Data shown:
#####
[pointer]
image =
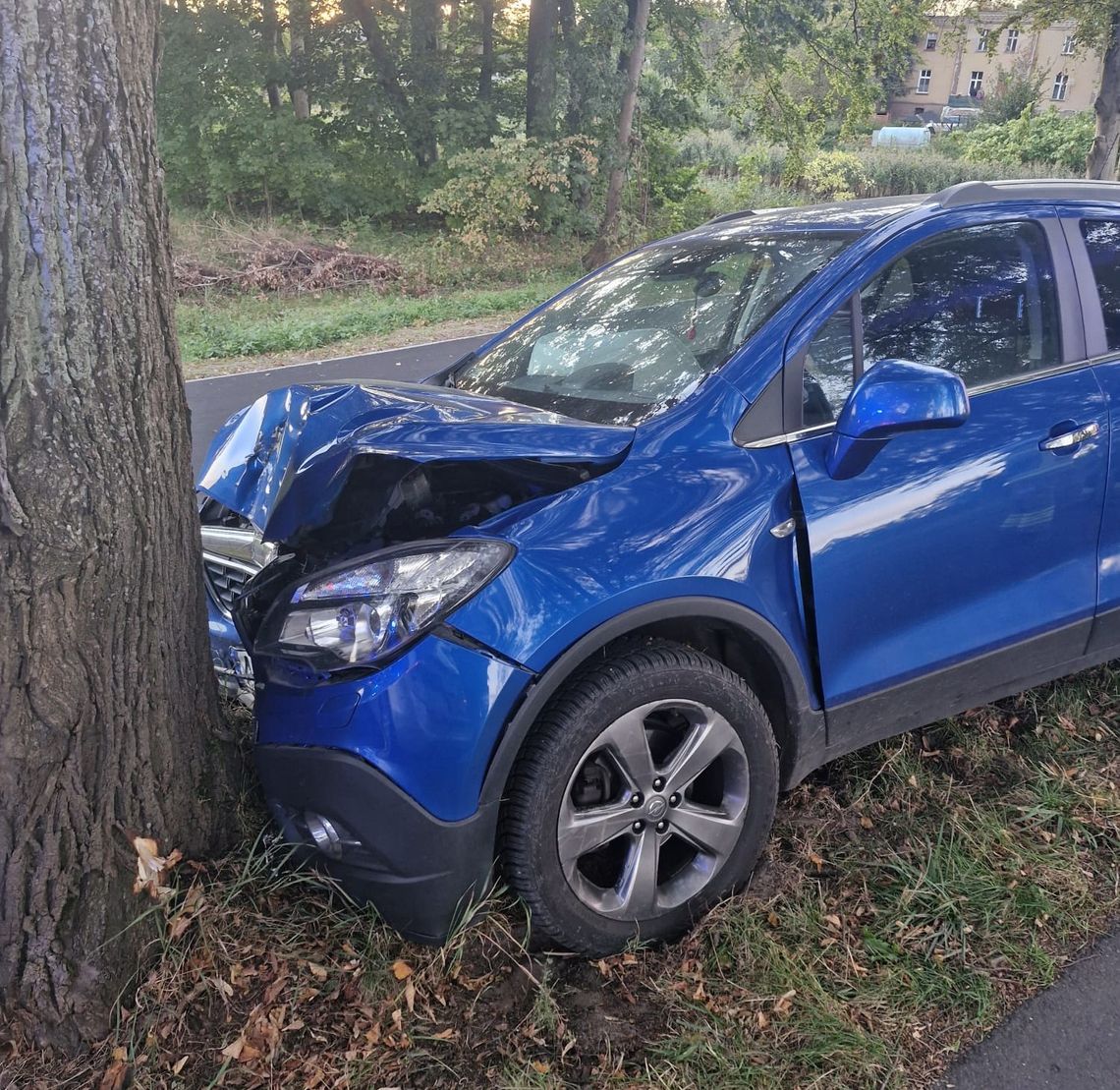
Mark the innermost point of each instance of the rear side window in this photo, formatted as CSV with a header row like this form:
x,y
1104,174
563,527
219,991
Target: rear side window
x,y
979,302
1102,240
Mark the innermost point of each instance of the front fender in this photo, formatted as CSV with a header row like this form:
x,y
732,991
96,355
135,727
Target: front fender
x,y
806,722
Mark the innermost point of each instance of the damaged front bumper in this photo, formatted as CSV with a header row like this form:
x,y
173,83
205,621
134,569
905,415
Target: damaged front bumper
#####
Task instructions: Scale the records above by 1.45: reproduce every line, requests included, but multiply each x and y coordinate in the answers by 1.45 and round to whole numbers, with halves rounded up. Keep the numbers in the requests and their format samples unchanged, and leave the pictures out.

Task result:
[pointer]
image =
Mark the innermost point of each instance of the rear side window in this photo, formatted as CSV with a header row like this form:
x,y
1104,174
563,527
219,991
Target: rear side window
x,y
1420,438
1598,348
Mark the innermost point of each instance of the front fender in this photo, formatted as CSV with a header row like this form:
x,y
732,991
96,355
135,727
Target: front fender
x,y
1169,1047
Mark the innermost point of each instance of the damaged front bumper in this photo, formatted as CSV with a header row like this form:
x,y
173,83
205,621
134,569
905,415
Target: damaged front bumper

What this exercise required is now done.